Directions for this task:
Extend the article on tracking a pet's vaccination schedule, which appears below, starting right after its last sentence.

*** Opening Given passage ***

How to Keep Track of Your Pet's Vaccination Schedule
Vaccination schedules span years and involve multiple products with different booster frequencies. It is genuinely easy to lose track — especially if you have more than one pet, if you move house, or if you change veterinary practices.
A few habits make this much more manageable:
Keep an official vaccination booklet or certificate. In many countries this is issued by your vet and serves as the legal proof required for travel, boarding, and re-entry. Keep it somewhere safe and bring it to every appointment.
Set reminders well in advance. A reminder that fires two weeks before a booster is due gives you time to book an appointment. A reminder that fires the day something was due is just a stressor.
Centralize all your pets' records in one place. If you have a dog and two cats, juggling three sets of dates in your head — plus the rest of life — is a recipe for missed boosters.
FamilyPet+ is designed for exactly this. The app stores each pet's vaccination history, sends automatic reminders when a booster is coming up, and lets you share the record with your whole family in real time. Whether you have a dog, a cat, or an exotic pet, everything lives in one place and exports as a PDF you can hand directly to your vet.
Store every vaccine date, get automatic booster reminders, and share your pet's full vaccination record with family and your vet — all from one app.
Get it on Google PlayFAQ
How do I know if my puppy or kitten has completed their primary series?
Your vet will document each injection in a vaccination booklet or on a certificate. The primary series is typically considered complete after the final dose is given at or after 16 weeks of age (for both puppies and kittens). If you adopted your pet and are unsure of their history, bring whatever records you have to your vet — they can advise on whether a partial or full series is needed.
Is it safe to take my puppy outside before vaccinations are finished?
This is a genuine balance between socialization (critical in the first 12–16 weeks) and disease exposure risk. Many vets recommend carefully chosen exposures — private gardens of fully vaccinated dogs, puppy socialization classes with vaccination requirements — before the primary series is complete. Avoid high-risk environments like dog parks or areas frequented by unknown dogs until vaccination is finished. Discuss the specific risk profile in your area with your vet.

*** Closing Given passage ***
*** Opening Dataset content ***

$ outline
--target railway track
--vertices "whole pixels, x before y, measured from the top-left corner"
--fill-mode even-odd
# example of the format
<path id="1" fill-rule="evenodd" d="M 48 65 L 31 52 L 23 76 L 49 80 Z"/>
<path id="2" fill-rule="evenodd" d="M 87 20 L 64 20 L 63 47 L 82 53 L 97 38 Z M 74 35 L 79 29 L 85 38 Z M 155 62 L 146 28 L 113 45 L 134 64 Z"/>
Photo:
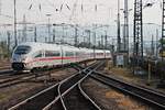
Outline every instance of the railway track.
<path id="1" fill-rule="evenodd" d="M 16 84 L 26 82 L 30 79 L 36 79 L 42 76 L 51 76 L 50 72 L 43 72 L 40 74 L 26 73 L 21 75 L 9 75 L 0 78 L 0 88 L 10 87 Z"/>
<path id="2" fill-rule="evenodd" d="M 61 82 L 11 107 L 9 110 L 99 110 L 100 108 L 82 91 L 80 86 L 102 64 L 95 63 Z M 91 70 L 89 70 L 89 68 Z M 68 103 L 68 100 L 70 103 Z M 74 106 L 76 101 L 76 106 Z"/>
<path id="3" fill-rule="evenodd" d="M 95 78 L 102 84 L 113 87 L 124 94 L 129 94 L 142 101 L 145 101 L 150 106 L 156 109 L 165 110 L 165 95 L 153 91 L 147 88 L 135 86 L 133 84 L 125 82 L 112 76 L 106 76 L 99 73 L 91 74 L 90 77 Z"/>
<path id="4" fill-rule="evenodd" d="M 66 67 L 65 67 L 66 68 Z M 0 76 L 0 88 L 10 87 L 16 84 L 25 82 L 26 80 L 38 78 L 45 75 L 50 75 L 52 72 L 62 70 L 64 68 L 56 68 L 45 72 L 35 72 L 35 73 L 10 73 Z"/>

*** Closing Dataset content ***

Response:
Can indoor cats skip vaccinations?
Even strictly indoor cats should receive core vaccines. Indoor cats can escape briefly, come into contact with a new cat, or be inadvertently exposed through you (some viruses can be carried on clothing). FeLV vaccines may be less critical for cats with truly zero contact risk, but rabies vaccination requirements are set by local law, not by lifestyle. Your vet can advise on what makes sense for your cat specifically.
What should I do if my pet has a reaction after vaccination?
Mild lethargy, soreness at the injection site, or a low-grade fever for 24–48 hours can be normal. Contact your vet if your pet seems very unwell, develops significant facial swelling or hives, vomits repeatedly, collapses, or has difficulty breathing — these may indicate a rare allergic reaction that requires prompt attention. If a previous vaccine caused a reaction, always tell your vet before any future vaccination.
Does my rabbit, bird, or exotic pet need vaccines?
Vaccination recommendations for exotic pets differ significantly from those for dogs and cats. Rabbits in several European countries, for example, are routinely vaccinated against myxomatosis and rabbit hemorrhagic disease. Birds, rodents, and reptiles have different (and in many cases no approved) vaccine protocols. Consult a veterinarian with experience in exotic species for advice specific to your animal.